What you should do: Pick out every line in the records below that contains the string "platform", and copy each of those lines.
════════════════════
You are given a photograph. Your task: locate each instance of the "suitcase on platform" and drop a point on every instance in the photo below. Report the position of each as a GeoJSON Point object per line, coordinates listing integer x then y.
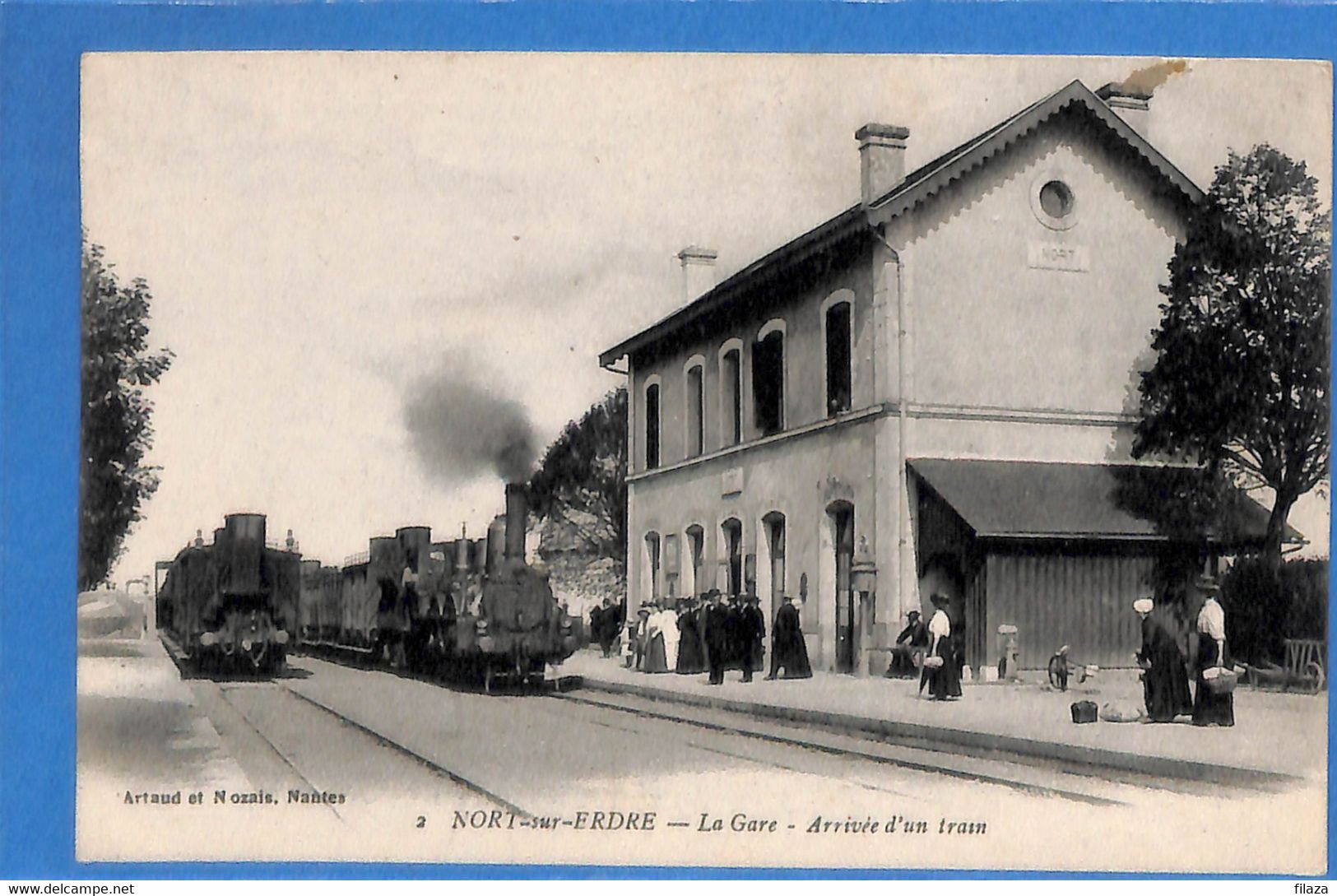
{"type": "Point", "coordinates": [1084, 710]}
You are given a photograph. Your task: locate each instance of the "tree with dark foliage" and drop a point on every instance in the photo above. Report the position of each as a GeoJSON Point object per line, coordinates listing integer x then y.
{"type": "Point", "coordinates": [1242, 365]}
{"type": "Point", "coordinates": [582, 478]}
{"type": "Point", "coordinates": [115, 431]}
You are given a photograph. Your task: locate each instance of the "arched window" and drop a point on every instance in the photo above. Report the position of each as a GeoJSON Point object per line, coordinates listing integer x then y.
{"type": "Point", "coordinates": [695, 410]}
{"type": "Point", "coordinates": [838, 325]}
{"type": "Point", "coordinates": [733, 532]}
{"type": "Point", "coordinates": [652, 564]}
{"type": "Point", "coordinates": [731, 393]}
{"type": "Point", "coordinates": [652, 425]}
{"type": "Point", "coordinates": [774, 526]}
{"type": "Point", "coordinates": [695, 558]}
{"type": "Point", "coordinates": [769, 378]}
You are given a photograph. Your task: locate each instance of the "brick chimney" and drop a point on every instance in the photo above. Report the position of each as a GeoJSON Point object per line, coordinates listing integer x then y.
{"type": "Point", "coordinates": [1130, 103]}
{"type": "Point", "coordinates": [881, 160]}
{"type": "Point", "coordinates": [699, 272]}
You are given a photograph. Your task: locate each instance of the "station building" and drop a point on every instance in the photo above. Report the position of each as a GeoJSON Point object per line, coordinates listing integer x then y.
{"type": "Point", "coordinates": [932, 391]}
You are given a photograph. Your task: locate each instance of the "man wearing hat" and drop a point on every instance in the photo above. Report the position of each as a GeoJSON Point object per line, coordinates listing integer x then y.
{"type": "Point", "coordinates": [714, 633]}
{"type": "Point", "coordinates": [1210, 708]}
{"type": "Point", "coordinates": [903, 654]}
{"type": "Point", "coordinates": [752, 635]}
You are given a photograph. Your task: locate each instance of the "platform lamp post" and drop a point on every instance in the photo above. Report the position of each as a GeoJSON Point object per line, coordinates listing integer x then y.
{"type": "Point", "coordinates": [862, 581]}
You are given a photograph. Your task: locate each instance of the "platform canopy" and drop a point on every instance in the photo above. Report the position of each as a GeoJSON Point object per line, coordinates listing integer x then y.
{"type": "Point", "coordinates": [1106, 502]}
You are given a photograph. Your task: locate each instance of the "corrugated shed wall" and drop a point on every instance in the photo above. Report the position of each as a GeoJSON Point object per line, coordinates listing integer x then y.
{"type": "Point", "coordinates": [1076, 598]}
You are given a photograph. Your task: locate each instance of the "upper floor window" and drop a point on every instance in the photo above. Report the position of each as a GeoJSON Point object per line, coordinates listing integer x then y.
{"type": "Point", "coordinates": [652, 425]}
{"type": "Point", "coordinates": [695, 558]}
{"type": "Point", "coordinates": [838, 376]}
{"type": "Point", "coordinates": [652, 564]}
{"type": "Point", "coordinates": [733, 534]}
{"type": "Point", "coordinates": [731, 397]}
{"type": "Point", "coordinates": [695, 411]}
{"type": "Point", "coordinates": [769, 382]}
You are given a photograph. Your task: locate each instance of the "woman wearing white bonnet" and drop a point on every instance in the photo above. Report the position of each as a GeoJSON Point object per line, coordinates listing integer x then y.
{"type": "Point", "coordinates": [1165, 681]}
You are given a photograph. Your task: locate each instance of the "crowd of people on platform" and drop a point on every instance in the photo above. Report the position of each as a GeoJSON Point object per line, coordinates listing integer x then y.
{"type": "Point", "coordinates": [1183, 637]}
{"type": "Point", "coordinates": [712, 633]}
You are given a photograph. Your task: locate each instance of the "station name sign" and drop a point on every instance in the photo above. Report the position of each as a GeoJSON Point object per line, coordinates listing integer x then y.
{"type": "Point", "coordinates": [1054, 256]}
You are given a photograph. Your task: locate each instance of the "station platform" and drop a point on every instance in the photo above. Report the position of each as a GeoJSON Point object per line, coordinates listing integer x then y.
{"type": "Point", "coordinates": [1277, 739]}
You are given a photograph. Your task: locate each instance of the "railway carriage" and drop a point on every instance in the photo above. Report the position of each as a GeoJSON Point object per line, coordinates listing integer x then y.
{"type": "Point", "coordinates": [471, 610]}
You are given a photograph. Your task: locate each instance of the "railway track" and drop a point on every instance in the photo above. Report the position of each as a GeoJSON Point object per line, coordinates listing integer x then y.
{"type": "Point", "coordinates": [862, 760]}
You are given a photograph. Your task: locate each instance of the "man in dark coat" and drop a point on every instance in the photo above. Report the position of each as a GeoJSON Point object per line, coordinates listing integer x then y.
{"type": "Point", "coordinates": [714, 620]}
{"type": "Point", "coordinates": [752, 641]}
{"type": "Point", "coordinates": [787, 649]}
{"type": "Point", "coordinates": [690, 656]}
{"type": "Point", "coordinates": [903, 654]}
{"type": "Point", "coordinates": [597, 626]}
{"type": "Point", "coordinates": [1165, 675]}
{"type": "Point", "coordinates": [613, 620]}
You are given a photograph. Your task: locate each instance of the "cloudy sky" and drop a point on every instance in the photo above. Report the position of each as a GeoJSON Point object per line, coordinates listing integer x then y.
{"type": "Point", "coordinates": [332, 239]}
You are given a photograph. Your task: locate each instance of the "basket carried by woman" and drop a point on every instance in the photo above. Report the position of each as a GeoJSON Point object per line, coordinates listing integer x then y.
{"type": "Point", "coordinates": [1219, 680]}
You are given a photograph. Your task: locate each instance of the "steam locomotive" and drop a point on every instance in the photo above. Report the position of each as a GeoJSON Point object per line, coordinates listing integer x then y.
{"type": "Point", "coordinates": [230, 606]}
{"type": "Point", "coordinates": [462, 610]}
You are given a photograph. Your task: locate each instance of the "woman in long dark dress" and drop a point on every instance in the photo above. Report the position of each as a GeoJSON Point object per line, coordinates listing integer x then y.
{"type": "Point", "coordinates": [1210, 708]}
{"type": "Point", "coordinates": [691, 658]}
{"type": "Point", "coordinates": [945, 681]}
{"type": "Point", "coordinates": [787, 649]}
{"type": "Point", "coordinates": [1165, 677]}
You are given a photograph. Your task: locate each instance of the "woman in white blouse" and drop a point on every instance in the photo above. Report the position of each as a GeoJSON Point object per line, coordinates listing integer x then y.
{"type": "Point", "coordinates": [1210, 708]}
{"type": "Point", "coordinates": [945, 681]}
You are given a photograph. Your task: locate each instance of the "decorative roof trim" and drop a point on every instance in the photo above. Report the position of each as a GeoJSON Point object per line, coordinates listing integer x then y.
{"type": "Point", "coordinates": [917, 186]}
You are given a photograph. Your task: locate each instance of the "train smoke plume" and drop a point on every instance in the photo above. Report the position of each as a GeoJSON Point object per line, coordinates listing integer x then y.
{"type": "Point", "coordinates": [459, 428]}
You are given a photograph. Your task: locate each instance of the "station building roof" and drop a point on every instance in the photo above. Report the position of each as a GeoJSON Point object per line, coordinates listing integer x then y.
{"type": "Point", "coordinates": [915, 188]}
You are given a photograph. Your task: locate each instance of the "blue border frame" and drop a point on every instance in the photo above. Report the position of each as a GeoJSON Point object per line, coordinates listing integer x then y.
{"type": "Point", "coordinates": [40, 44]}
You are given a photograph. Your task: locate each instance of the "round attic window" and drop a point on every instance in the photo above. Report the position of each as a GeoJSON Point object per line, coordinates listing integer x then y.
{"type": "Point", "coordinates": [1054, 202]}
{"type": "Point", "coordinates": [1056, 199]}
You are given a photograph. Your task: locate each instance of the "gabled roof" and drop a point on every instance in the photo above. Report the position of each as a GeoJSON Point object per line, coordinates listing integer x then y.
{"type": "Point", "coordinates": [917, 186]}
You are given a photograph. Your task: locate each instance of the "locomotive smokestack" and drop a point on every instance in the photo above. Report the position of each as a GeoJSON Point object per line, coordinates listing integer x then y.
{"type": "Point", "coordinates": [462, 553]}
{"type": "Point", "coordinates": [517, 518]}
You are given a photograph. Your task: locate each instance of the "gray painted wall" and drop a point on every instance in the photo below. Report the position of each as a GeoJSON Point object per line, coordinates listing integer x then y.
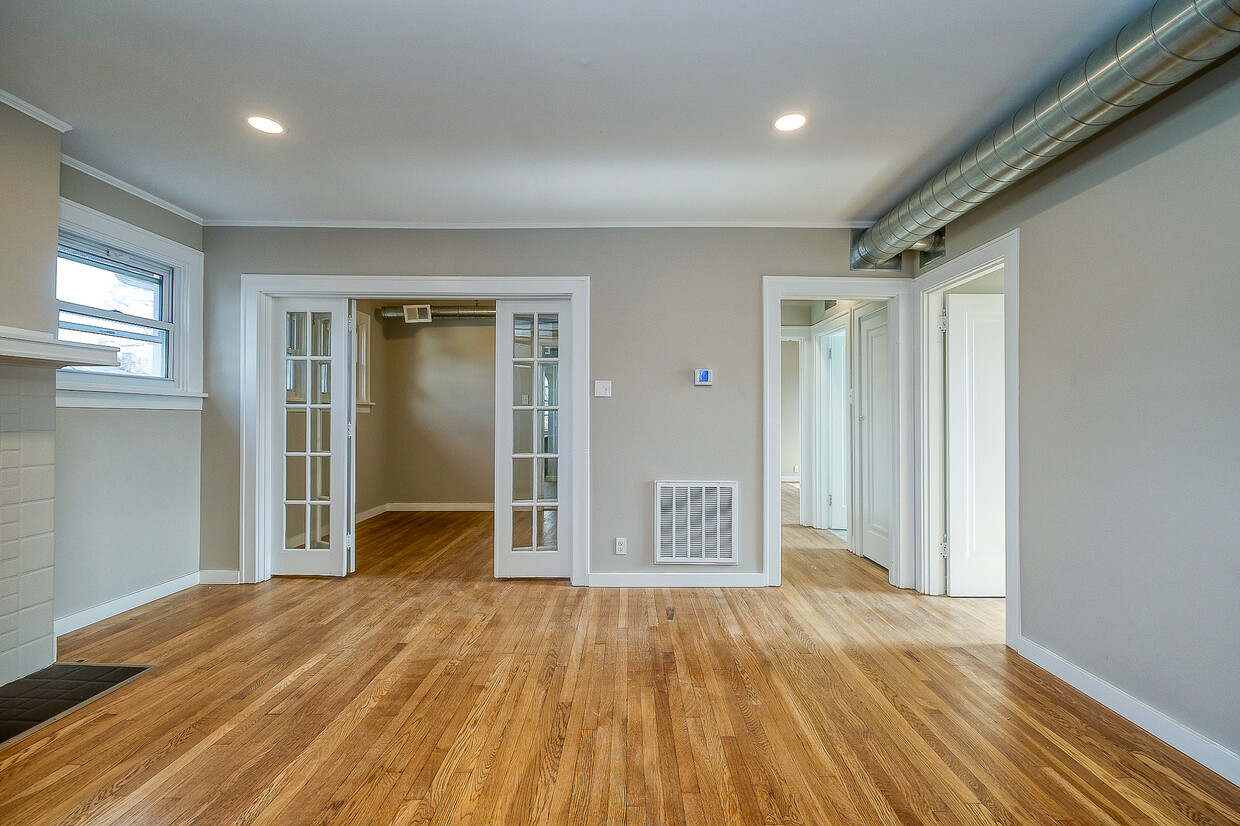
════════════════════
Solution to this problem:
You are given a photograph. Your task: locate each instance of the "suitcase on platform" and drop a point on every instance in the photo below. Report the position of each as a GeoJSON Point object per line, coordinates listing integer x then y.
You are given a photograph. Your task: locate each instance of the "platform lamp post" and drop a point on every instance in the photo above. Report the position of each as a GeoJSON Point object per line, coordinates listing integer x then y.
You are given a photograph. Your task: locate each instance of the "platform canopy" and drop a point on every instance in the photo above. Report the position of each as a GeoJSON Point object per line, coordinates listing integer x then y.
You are given a photograph. Your task: locate each instance of the "crowd of people on platform" and drop a point on every instance in the photo above. Report the position of each as a GeoJSON Point object per line, coordinates listing integer x then y.
You are given a photograph. Your task: locate each instance of the "station platform" and drop a point on every instance in the photo above. Report the position of each as a GeoJSON Point object per line, coordinates listing integer x then y.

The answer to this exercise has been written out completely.